Location annotation dataset excerpts
# # # # #
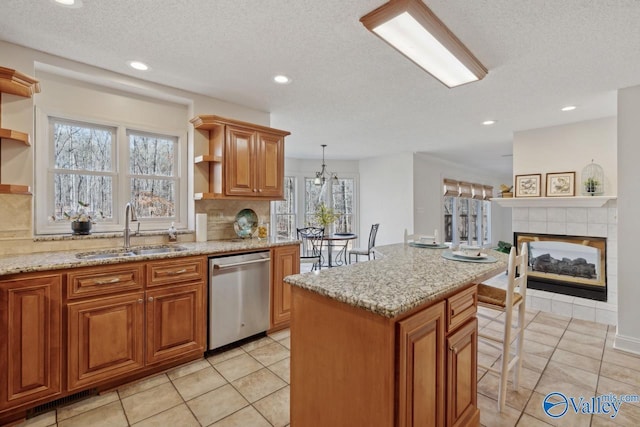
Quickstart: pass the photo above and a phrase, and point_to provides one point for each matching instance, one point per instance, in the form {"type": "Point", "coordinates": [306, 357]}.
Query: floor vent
{"type": "Point", "coordinates": [45, 407]}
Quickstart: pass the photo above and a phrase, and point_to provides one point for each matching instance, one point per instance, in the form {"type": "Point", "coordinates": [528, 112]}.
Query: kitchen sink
{"type": "Point", "coordinates": [125, 253]}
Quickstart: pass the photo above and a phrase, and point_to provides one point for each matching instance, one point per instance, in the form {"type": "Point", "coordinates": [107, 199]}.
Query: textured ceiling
{"type": "Point", "coordinates": [350, 90]}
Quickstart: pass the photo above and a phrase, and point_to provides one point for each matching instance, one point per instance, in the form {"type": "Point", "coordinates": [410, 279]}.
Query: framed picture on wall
{"type": "Point", "coordinates": [528, 185]}
{"type": "Point", "coordinates": [561, 184]}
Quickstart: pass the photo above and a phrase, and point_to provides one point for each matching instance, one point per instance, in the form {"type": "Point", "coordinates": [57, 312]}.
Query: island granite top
{"type": "Point", "coordinates": [402, 279]}
{"type": "Point", "coordinates": [43, 261]}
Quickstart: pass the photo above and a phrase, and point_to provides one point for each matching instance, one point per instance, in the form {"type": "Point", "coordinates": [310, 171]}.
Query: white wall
{"type": "Point", "coordinates": [628, 334]}
{"type": "Point", "coordinates": [386, 197]}
{"type": "Point", "coordinates": [569, 148]}
{"type": "Point", "coordinates": [428, 199]}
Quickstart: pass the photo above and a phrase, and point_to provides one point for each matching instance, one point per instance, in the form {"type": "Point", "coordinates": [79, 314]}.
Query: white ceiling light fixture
{"type": "Point", "coordinates": [410, 27]}
{"type": "Point", "coordinates": [282, 79]}
{"type": "Point", "coordinates": [321, 177]}
{"type": "Point", "coordinates": [74, 4]}
{"type": "Point", "coordinates": [138, 65]}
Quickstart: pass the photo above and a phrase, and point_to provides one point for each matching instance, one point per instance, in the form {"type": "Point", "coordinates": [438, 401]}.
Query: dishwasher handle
{"type": "Point", "coordinates": [237, 264]}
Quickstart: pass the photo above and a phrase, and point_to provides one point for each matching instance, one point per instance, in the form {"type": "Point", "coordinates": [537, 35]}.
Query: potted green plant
{"type": "Point", "coordinates": [325, 216]}
{"type": "Point", "coordinates": [591, 185]}
{"type": "Point", "coordinates": [81, 218]}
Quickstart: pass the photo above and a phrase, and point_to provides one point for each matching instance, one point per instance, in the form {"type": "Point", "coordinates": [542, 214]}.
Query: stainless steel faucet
{"type": "Point", "coordinates": [129, 213]}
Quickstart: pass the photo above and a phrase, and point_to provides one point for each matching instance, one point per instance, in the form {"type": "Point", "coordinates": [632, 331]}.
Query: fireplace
{"type": "Point", "coordinates": [570, 265]}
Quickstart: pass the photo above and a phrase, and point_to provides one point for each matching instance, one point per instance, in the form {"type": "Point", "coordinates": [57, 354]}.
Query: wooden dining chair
{"type": "Point", "coordinates": [311, 246]}
{"type": "Point", "coordinates": [370, 247]}
{"type": "Point", "coordinates": [508, 301]}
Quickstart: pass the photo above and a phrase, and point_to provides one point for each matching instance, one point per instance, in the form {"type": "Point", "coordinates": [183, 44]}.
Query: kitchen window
{"type": "Point", "coordinates": [105, 166]}
{"type": "Point", "coordinates": [337, 194]}
{"type": "Point", "coordinates": [284, 212]}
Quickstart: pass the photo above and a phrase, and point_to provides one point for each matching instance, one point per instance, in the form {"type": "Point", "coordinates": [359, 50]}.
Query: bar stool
{"type": "Point", "coordinates": [507, 301]}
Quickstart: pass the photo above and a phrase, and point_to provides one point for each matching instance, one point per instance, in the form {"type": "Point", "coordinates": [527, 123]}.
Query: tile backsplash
{"type": "Point", "coordinates": [221, 215]}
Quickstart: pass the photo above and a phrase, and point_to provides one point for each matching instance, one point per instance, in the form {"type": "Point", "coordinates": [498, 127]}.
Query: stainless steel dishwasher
{"type": "Point", "coordinates": [238, 297]}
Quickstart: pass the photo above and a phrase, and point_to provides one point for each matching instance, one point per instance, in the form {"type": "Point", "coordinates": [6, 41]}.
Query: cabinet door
{"type": "Point", "coordinates": [421, 368]}
{"type": "Point", "coordinates": [462, 371]}
{"type": "Point", "coordinates": [106, 338]}
{"type": "Point", "coordinates": [30, 321]}
{"type": "Point", "coordinates": [239, 161]}
{"type": "Point", "coordinates": [270, 165]}
{"type": "Point", "coordinates": [285, 261]}
{"type": "Point", "coordinates": [175, 322]}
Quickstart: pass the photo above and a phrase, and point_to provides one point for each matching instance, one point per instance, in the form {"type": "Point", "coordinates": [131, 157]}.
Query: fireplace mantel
{"type": "Point", "coordinates": [554, 202]}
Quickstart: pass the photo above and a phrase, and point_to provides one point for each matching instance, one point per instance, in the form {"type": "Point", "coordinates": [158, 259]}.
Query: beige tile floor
{"type": "Point", "coordinates": [249, 385]}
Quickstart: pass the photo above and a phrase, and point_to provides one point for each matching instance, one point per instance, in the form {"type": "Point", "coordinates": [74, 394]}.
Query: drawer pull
{"type": "Point", "coordinates": [108, 281]}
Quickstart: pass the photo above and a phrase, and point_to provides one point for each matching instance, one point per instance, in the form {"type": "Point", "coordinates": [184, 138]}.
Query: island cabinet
{"type": "Point", "coordinates": [123, 321]}
{"type": "Point", "coordinates": [353, 367]}
{"type": "Point", "coordinates": [285, 261]}
{"type": "Point", "coordinates": [242, 160]}
{"type": "Point", "coordinates": [31, 343]}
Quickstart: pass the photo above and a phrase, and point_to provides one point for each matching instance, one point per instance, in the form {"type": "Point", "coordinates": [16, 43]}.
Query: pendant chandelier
{"type": "Point", "coordinates": [321, 177]}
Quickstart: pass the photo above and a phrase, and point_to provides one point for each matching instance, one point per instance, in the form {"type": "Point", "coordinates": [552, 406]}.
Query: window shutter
{"type": "Point", "coordinates": [465, 189]}
{"type": "Point", "coordinates": [477, 191]}
{"type": "Point", "coordinates": [451, 187]}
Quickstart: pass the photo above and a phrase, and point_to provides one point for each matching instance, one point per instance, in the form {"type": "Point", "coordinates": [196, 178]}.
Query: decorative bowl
{"type": "Point", "coordinates": [246, 223]}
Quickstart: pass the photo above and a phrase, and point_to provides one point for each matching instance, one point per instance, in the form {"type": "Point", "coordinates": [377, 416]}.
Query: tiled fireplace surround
{"type": "Point", "coordinates": [576, 221]}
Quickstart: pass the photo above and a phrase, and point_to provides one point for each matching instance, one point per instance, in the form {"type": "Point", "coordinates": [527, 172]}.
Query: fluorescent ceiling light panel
{"type": "Point", "coordinates": [411, 28]}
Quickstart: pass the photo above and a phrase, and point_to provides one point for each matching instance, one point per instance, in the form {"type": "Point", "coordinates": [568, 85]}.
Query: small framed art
{"type": "Point", "coordinates": [528, 185]}
{"type": "Point", "coordinates": [561, 184]}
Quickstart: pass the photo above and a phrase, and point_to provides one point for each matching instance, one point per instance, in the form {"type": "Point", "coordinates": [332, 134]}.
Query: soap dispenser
{"type": "Point", "coordinates": [173, 233]}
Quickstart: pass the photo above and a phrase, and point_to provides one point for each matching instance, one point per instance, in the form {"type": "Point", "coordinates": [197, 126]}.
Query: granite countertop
{"type": "Point", "coordinates": [403, 278]}
{"type": "Point", "coordinates": [43, 261]}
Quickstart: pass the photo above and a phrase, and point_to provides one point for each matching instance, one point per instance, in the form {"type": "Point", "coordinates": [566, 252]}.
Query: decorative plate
{"type": "Point", "coordinates": [461, 254]}
{"type": "Point", "coordinates": [246, 223]}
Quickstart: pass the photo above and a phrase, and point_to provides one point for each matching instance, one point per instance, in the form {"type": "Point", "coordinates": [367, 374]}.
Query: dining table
{"type": "Point", "coordinates": [336, 240]}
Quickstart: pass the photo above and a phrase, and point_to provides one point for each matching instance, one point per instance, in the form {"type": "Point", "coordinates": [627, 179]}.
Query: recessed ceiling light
{"type": "Point", "coordinates": [68, 3]}
{"type": "Point", "coordinates": [141, 66]}
{"type": "Point", "coordinates": [282, 79]}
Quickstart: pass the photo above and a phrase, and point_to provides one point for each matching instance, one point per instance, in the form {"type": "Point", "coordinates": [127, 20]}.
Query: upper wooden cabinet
{"type": "Point", "coordinates": [15, 83]}
{"type": "Point", "coordinates": [243, 160]}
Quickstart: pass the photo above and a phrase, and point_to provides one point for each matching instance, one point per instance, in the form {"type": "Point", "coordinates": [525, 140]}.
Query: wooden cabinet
{"type": "Point", "coordinates": [30, 347]}
{"type": "Point", "coordinates": [19, 84]}
{"type": "Point", "coordinates": [175, 322]}
{"type": "Point", "coordinates": [106, 339]}
{"type": "Point", "coordinates": [139, 320]}
{"type": "Point", "coordinates": [243, 160]}
{"type": "Point", "coordinates": [462, 365]}
{"type": "Point", "coordinates": [285, 261]}
{"type": "Point", "coordinates": [421, 373]}
{"type": "Point", "coordinates": [418, 369]}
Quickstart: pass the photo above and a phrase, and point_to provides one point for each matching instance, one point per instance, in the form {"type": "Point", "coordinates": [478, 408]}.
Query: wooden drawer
{"type": "Point", "coordinates": [461, 307]}
{"type": "Point", "coordinates": [176, 271]}
{"type": "Point", "coordinates": [104, 280]}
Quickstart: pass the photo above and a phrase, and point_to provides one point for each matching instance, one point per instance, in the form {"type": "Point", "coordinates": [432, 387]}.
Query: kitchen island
{"type": "Point", "coordinates": [390, 342]}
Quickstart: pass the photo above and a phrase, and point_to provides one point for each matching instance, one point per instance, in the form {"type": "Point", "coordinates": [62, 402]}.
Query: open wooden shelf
{"type": "Point", "coordinates": [14, 189]}
{"type": "Point", "coordinates": [15, 135]}
{"type": "Point", "coordinates": [17, 83]}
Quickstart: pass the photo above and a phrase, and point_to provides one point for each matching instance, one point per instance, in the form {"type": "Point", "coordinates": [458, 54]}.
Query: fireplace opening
{"type": "Point", "coordinates": [570, 265]}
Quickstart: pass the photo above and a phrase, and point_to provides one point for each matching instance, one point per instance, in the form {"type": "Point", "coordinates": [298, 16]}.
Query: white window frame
{"type": "Point", "coordinates": [43, 187]}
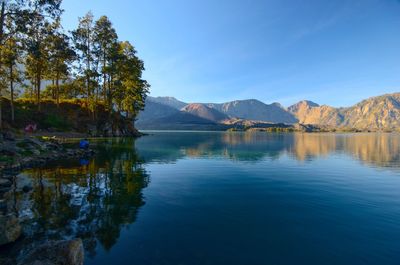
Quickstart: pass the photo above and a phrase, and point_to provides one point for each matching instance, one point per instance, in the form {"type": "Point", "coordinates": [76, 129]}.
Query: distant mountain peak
{"type": "Point", "coordinates": [169, 101]}
{"type": "Point", "coordinates": [205, 112]}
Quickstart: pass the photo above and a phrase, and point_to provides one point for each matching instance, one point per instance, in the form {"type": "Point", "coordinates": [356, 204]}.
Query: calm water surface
{"type": "Point", "coordinates": [223, 198]}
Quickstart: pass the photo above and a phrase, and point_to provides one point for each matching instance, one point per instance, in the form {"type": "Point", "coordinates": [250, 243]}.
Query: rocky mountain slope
{"type": "Point", "coordinates": [168, 101]}
{"type": "Point", "coordinates": [253, 109]}
{"type": "Point", "coordinates": [205, 112]}
{"type": "Point", "coordinates": [375, 113]}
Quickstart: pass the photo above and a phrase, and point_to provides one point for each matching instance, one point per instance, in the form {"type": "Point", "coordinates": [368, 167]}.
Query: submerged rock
{"type": "Point", "coordinates": [63, 252]}
{"type": "Point", "coordinates": [10, 229]}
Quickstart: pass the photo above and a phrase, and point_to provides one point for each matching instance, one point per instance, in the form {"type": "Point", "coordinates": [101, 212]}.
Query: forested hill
{"type": "Point", "coordinates": [41, 62]}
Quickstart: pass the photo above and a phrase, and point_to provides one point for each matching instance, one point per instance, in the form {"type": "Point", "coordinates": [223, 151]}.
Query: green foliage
{"type": "Point", "coordinates": [56, 122]}
{"type": "Point", "coordinates": [91, 64]}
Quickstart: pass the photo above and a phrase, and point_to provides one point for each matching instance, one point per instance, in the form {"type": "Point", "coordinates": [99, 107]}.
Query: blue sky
{"type": "Point", "coordinates": [331, 52]}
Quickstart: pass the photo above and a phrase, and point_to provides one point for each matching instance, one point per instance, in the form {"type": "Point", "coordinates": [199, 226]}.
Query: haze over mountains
{"type": "Point", "coordinates": [376, 113]}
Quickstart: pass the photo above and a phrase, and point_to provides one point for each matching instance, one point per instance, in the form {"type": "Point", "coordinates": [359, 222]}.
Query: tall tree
{"type": "Point", "coordinates": [60, 57]}
{"type": "Point", "coordinates": [132, 89]}
{"type": "Point", "coordinates": [105, 38]}
{"type": "Point", "coordinates": [83, 39]}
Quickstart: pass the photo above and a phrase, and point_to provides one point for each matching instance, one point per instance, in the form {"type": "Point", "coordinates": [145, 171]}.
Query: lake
{"type": "Point", "coordinates": [223, 198]}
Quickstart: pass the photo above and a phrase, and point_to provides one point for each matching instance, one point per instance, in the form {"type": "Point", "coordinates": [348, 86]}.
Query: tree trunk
{"type": "Point", "coordinates": [104, 78]}
{"type": "Point", "coordinates": [38, 83]}
{"type": "Point", "coordinates": [2, 19]}
{"type": "Point", "coordinates": [12, 91]}
{"type": "Point", "coordinates": [58, 89]}
{"type": "Point", "coordinates": [1, 99]}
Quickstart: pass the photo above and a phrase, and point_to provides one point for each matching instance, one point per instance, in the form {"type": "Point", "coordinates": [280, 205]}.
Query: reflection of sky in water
{"type": "Point", "coordinates": [381, 150]}
{"type": "Point", "coordinates": [169, 197]}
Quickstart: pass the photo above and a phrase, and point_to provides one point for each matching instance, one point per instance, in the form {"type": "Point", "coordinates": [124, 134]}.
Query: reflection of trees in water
{"type": "Point", "coordinates": [93, 202]}
{"type": "Point", "coordinates": [374, 148]}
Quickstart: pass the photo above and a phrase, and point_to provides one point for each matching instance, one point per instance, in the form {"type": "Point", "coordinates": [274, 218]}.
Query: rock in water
{"type": "Point", "coordinates": [10, 229]}
{"type": "Point", "coordinates": [63, 252]}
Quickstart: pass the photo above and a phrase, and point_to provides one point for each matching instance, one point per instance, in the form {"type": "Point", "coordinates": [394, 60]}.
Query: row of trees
{"type": "Point", "coordinates": [89, 63]}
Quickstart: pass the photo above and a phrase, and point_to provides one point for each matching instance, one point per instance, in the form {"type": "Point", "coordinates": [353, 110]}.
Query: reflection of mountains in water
{"type": "Point", "coordinates": [378, 149]}
{"type": "Point", "coordinates": [90, 199]}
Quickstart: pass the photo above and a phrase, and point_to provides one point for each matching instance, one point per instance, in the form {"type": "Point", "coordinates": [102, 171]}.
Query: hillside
{"type": "Point", "coordinates": [72, 116]}
{"type": "Point", "coordinates": [375, 113]}
{"type": "Point", "coordinates": [205, 112]}
{"type": "Point", "coordinates": [168, 101]}
{"type": "Point", "coordinates": [252, 109]}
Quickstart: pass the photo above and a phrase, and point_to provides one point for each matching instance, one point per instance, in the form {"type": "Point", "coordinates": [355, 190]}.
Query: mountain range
{"type": "Point", "coordinates": [374, 114]}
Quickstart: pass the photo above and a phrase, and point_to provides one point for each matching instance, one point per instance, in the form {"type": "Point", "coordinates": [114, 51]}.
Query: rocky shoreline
{"type": "Point", "coordinates": [16, 154]}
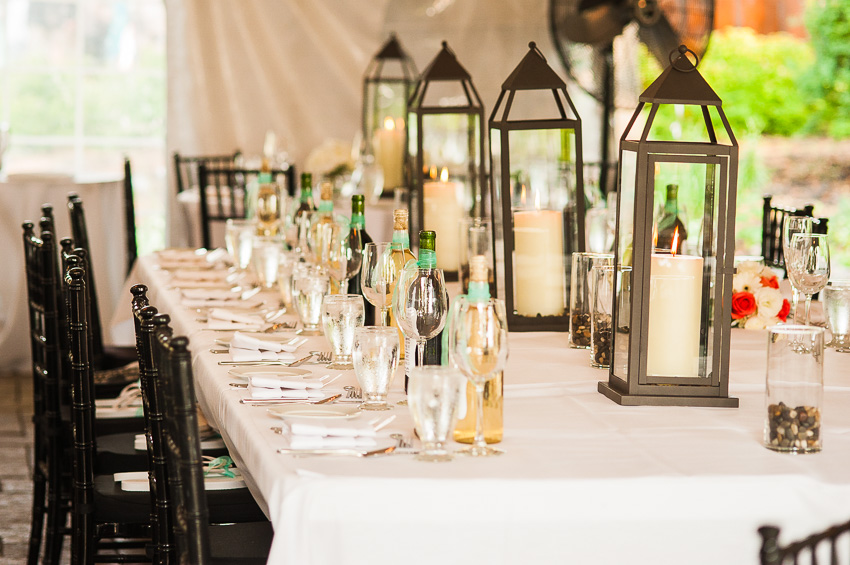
# # # # #
Task statement: Show every line in the records above that contains the word "cabinet", matching case exactly.

Result:
Query: cabinet door
Query: island cabinet
Query: upper wooden cabinet
Query: wooden cabinet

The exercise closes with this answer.